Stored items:
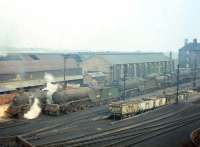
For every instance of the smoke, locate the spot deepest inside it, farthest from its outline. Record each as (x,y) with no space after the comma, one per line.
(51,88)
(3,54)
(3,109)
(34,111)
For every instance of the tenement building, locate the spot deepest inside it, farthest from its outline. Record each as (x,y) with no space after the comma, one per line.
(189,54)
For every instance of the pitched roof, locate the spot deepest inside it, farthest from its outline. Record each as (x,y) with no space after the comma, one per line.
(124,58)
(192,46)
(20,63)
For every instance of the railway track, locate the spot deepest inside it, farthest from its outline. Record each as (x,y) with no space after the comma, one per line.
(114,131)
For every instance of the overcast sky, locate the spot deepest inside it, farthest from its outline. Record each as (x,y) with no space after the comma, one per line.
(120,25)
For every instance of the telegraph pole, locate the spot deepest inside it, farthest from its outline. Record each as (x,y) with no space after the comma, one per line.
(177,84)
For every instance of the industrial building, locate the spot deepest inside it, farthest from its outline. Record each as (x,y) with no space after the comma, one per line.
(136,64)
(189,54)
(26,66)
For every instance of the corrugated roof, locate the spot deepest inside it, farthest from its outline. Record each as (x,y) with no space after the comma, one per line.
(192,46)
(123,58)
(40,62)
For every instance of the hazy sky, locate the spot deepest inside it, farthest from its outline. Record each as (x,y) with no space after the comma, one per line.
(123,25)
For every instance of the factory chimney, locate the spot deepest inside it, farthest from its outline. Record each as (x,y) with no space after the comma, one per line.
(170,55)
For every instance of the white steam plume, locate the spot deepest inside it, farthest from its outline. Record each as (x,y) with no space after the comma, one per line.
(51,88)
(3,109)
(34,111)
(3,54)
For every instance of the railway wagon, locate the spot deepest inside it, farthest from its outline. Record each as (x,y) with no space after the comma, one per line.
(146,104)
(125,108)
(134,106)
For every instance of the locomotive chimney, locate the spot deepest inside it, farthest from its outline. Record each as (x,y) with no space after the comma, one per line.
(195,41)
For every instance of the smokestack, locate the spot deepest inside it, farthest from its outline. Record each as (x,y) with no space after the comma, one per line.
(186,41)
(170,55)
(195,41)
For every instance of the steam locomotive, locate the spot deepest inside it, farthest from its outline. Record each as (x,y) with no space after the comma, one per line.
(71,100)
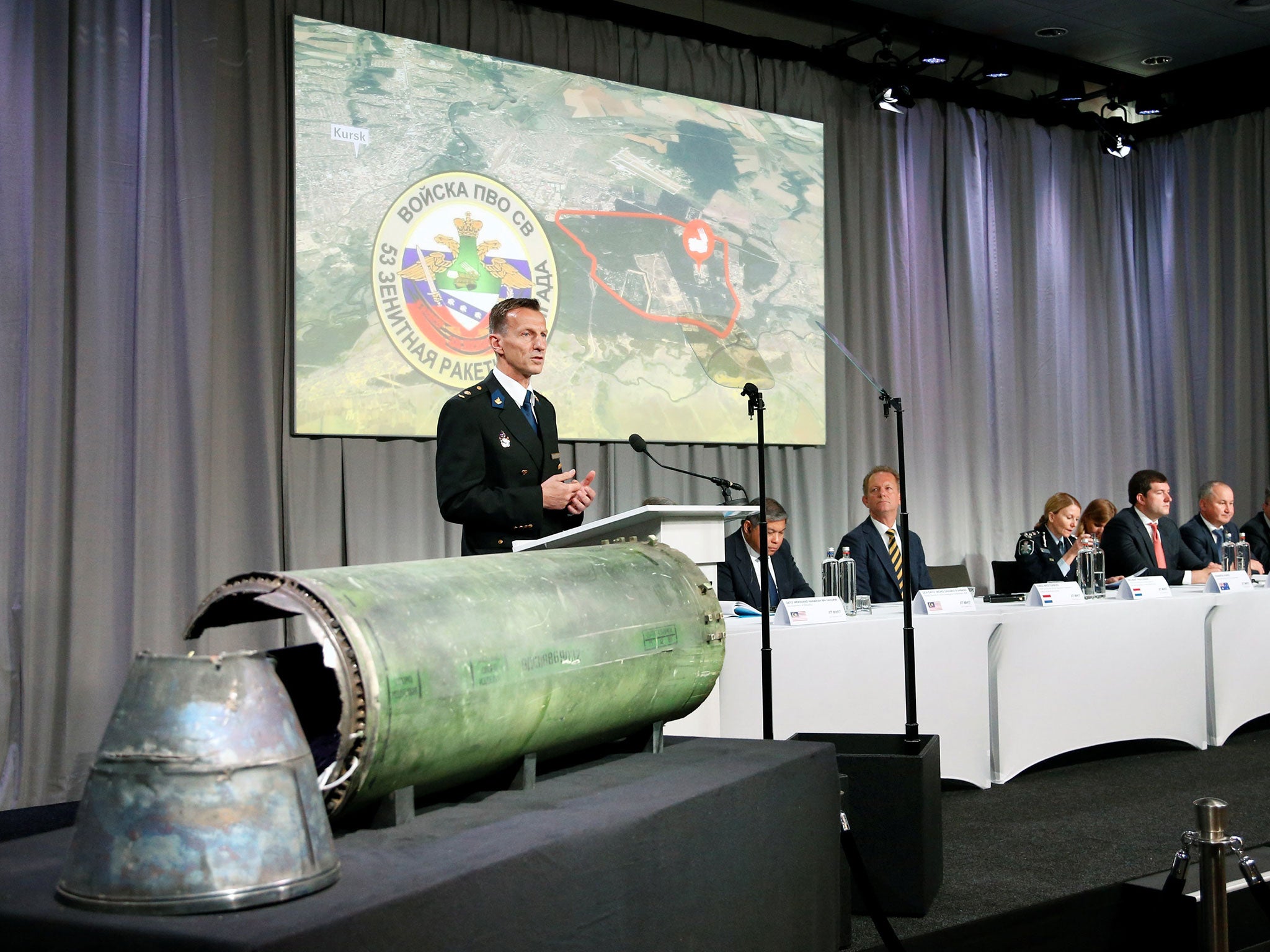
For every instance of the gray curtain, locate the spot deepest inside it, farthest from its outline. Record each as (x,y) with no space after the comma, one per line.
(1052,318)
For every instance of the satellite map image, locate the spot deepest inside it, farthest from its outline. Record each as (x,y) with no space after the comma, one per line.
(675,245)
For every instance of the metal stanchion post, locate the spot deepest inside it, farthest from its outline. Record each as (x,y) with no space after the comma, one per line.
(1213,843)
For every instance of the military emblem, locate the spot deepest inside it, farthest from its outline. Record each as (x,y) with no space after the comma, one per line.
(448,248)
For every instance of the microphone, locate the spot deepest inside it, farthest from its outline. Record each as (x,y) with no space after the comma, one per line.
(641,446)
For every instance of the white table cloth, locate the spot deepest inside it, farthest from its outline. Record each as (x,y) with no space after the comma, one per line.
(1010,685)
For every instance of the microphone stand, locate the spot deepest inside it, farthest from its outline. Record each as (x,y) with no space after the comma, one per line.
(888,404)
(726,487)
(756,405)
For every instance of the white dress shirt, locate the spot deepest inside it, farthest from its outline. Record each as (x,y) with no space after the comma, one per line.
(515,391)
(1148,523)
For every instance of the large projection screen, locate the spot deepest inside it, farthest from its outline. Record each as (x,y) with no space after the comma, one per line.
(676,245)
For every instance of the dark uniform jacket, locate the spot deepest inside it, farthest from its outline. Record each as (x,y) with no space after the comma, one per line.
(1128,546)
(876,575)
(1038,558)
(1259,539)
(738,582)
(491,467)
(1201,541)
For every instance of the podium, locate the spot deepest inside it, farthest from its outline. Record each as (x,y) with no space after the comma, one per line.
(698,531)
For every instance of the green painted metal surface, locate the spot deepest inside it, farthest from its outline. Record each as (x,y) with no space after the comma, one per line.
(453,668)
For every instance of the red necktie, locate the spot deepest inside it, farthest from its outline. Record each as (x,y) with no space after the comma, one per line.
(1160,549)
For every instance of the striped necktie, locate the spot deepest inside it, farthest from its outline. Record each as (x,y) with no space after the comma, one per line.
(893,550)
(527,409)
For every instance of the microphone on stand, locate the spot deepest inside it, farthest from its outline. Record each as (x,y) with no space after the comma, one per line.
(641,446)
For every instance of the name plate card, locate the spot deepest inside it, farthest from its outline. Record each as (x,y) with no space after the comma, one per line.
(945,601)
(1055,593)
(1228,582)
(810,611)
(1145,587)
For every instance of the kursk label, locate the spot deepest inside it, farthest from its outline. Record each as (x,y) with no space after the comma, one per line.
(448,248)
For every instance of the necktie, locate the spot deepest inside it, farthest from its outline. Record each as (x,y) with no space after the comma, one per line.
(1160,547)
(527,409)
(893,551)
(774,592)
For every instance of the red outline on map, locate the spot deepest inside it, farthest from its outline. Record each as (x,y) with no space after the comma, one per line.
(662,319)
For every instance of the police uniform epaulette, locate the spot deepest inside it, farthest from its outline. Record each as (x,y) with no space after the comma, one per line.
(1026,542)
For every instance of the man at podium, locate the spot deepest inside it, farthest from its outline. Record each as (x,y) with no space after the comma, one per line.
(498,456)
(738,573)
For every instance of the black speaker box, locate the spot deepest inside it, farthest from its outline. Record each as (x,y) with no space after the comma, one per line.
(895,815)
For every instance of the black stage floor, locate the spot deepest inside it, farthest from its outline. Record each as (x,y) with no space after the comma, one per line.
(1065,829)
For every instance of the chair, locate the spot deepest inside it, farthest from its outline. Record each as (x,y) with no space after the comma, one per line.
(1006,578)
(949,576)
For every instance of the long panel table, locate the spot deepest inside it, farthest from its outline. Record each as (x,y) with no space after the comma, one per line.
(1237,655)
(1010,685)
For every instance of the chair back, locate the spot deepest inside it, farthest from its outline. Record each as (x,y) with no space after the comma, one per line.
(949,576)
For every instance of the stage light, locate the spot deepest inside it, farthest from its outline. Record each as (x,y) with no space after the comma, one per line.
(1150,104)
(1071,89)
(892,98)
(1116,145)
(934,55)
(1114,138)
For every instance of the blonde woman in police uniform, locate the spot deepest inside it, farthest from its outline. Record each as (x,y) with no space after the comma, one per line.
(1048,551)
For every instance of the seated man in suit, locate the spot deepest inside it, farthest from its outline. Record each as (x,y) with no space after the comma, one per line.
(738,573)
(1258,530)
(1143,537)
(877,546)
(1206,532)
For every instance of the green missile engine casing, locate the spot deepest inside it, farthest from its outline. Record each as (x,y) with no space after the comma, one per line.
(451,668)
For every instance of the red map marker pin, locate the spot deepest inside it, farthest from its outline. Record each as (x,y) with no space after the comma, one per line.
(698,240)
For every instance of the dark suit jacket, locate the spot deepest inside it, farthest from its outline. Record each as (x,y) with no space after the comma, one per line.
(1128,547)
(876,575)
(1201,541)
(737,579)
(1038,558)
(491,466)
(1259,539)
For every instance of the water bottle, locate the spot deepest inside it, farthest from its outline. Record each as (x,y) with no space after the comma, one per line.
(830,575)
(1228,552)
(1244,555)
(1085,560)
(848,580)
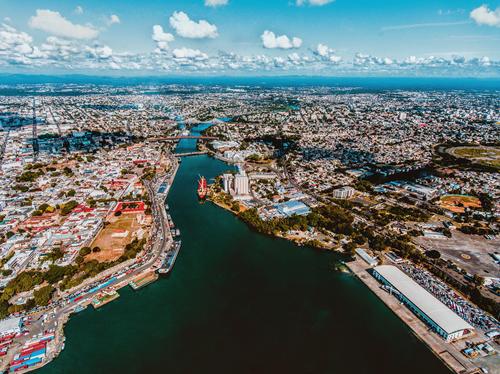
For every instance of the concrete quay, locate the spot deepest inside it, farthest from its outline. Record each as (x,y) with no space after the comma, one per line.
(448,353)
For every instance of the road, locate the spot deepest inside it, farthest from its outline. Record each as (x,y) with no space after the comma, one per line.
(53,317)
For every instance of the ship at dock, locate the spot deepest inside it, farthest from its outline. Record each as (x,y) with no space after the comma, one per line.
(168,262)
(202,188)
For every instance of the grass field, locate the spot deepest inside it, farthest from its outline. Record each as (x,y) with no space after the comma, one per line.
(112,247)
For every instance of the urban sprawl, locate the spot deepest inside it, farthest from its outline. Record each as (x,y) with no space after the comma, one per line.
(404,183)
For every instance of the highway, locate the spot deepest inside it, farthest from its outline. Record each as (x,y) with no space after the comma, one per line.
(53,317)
==
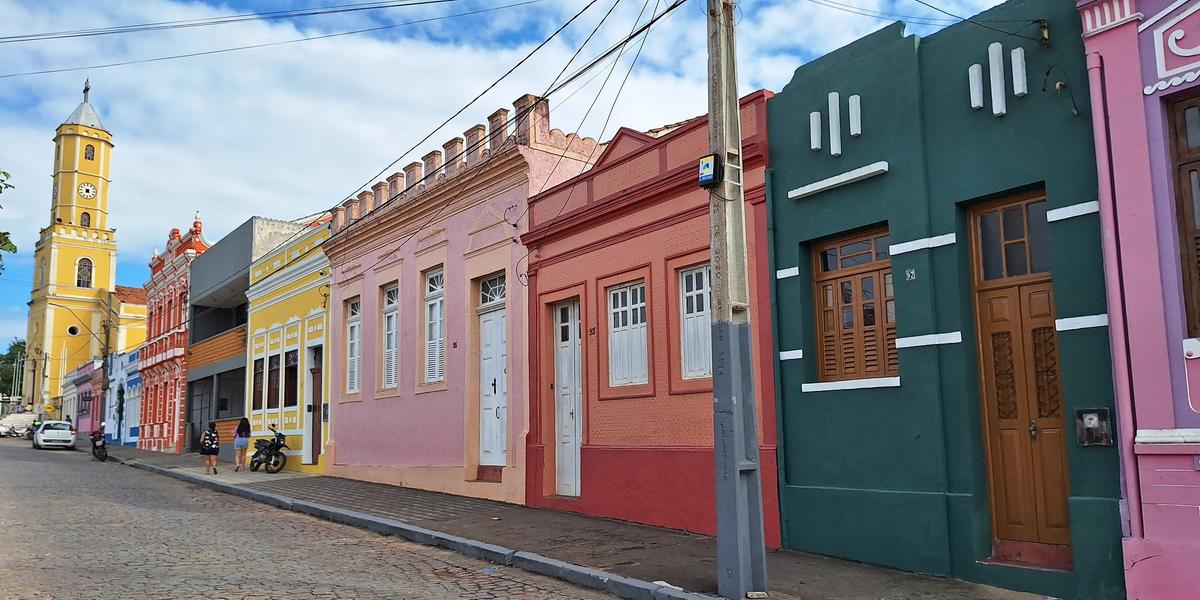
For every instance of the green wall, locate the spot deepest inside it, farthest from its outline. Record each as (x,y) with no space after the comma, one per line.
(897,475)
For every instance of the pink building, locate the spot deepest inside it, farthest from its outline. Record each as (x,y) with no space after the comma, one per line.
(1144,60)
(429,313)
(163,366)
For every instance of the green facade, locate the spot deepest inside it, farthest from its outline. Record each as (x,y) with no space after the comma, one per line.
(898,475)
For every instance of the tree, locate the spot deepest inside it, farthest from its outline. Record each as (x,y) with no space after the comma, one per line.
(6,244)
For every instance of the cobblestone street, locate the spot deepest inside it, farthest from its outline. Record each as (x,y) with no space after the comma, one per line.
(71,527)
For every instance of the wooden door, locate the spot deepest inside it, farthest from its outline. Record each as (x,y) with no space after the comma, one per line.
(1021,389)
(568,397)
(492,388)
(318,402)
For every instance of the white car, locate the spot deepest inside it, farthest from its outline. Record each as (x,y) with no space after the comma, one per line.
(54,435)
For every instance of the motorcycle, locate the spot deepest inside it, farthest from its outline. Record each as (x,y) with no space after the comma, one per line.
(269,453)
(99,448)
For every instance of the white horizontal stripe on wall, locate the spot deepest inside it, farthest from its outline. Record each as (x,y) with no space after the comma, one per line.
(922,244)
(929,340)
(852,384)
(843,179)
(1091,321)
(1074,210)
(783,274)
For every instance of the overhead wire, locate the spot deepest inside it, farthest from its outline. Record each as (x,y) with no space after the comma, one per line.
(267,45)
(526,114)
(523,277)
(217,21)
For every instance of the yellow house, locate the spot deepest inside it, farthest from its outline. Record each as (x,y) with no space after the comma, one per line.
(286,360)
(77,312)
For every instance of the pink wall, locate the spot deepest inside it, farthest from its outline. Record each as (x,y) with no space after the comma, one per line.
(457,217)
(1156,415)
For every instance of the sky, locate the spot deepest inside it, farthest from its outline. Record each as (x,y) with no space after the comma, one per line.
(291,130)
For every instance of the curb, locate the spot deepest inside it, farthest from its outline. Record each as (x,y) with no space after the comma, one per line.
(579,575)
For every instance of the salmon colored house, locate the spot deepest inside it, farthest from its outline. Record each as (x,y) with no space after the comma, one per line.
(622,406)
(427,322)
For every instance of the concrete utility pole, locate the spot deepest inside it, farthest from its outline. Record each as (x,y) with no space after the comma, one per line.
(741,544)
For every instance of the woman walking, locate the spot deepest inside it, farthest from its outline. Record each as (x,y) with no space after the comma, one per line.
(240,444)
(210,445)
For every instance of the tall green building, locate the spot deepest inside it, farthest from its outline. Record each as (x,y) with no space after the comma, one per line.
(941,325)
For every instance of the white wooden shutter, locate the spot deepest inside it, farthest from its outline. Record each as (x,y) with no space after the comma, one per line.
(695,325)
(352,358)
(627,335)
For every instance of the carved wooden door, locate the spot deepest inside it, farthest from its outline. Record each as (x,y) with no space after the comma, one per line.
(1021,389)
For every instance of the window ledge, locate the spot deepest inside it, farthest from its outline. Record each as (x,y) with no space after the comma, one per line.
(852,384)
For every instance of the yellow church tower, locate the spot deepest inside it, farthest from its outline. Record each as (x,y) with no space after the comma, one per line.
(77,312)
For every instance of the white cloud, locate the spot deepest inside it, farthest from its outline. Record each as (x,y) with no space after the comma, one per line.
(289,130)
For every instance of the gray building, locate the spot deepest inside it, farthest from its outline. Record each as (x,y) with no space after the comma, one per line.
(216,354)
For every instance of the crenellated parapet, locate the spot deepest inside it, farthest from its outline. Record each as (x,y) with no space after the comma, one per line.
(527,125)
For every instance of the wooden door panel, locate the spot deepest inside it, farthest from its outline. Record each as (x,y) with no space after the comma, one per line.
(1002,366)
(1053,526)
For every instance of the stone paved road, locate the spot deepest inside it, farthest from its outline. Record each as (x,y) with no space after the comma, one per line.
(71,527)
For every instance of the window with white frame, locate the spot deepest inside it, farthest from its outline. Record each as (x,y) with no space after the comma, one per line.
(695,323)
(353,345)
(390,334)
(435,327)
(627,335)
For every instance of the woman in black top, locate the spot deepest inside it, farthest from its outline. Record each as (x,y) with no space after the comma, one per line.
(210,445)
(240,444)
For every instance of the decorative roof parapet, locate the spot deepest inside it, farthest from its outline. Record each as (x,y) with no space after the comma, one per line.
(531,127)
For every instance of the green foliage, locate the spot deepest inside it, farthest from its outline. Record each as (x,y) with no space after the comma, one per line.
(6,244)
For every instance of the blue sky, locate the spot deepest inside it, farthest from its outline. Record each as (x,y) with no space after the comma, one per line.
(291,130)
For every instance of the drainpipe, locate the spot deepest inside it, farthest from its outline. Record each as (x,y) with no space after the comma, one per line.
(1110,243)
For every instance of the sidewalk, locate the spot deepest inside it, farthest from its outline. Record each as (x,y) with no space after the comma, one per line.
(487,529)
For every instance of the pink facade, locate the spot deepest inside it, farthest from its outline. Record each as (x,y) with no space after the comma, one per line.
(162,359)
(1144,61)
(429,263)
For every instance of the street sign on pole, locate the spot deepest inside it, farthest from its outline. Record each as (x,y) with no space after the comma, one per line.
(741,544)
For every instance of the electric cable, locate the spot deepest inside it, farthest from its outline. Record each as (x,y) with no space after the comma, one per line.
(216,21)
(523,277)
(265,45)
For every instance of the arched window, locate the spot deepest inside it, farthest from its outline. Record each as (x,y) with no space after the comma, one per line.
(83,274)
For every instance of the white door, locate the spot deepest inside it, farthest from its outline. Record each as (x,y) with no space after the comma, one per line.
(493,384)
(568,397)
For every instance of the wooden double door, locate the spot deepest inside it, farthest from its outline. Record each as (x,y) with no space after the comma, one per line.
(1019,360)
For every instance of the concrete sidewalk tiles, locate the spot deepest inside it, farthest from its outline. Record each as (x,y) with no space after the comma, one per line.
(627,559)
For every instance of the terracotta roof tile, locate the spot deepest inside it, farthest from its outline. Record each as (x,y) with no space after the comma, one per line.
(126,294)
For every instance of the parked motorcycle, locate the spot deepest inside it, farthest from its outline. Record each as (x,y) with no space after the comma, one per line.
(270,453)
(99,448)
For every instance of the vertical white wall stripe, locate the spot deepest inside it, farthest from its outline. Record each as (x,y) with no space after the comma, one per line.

Exercise: Return the span of lines in the data above that opens at the line with "For every instance of the terracotta" and closes at the line with "For every instance of the vertical", exactly, ends included, nothing else.

Result of this exercise:
For every instance of the terracotta roof tile, locate the spot deepest inside it, farthest from its outline. Record each as (x,y) with no space after the comma, one per line.
(126,294)
For every instance of the parked motorcycle, locate the spot deepest inside it, farthest from its outline. Record each as (x,y) with no space after the comma, one per line.
(270,453)
(99,448)
For every instance of the vertical white wall stripe, locate the spot deepest inside it, farthest from its outline. Record each as (x,y) with no space after the comma, one per line.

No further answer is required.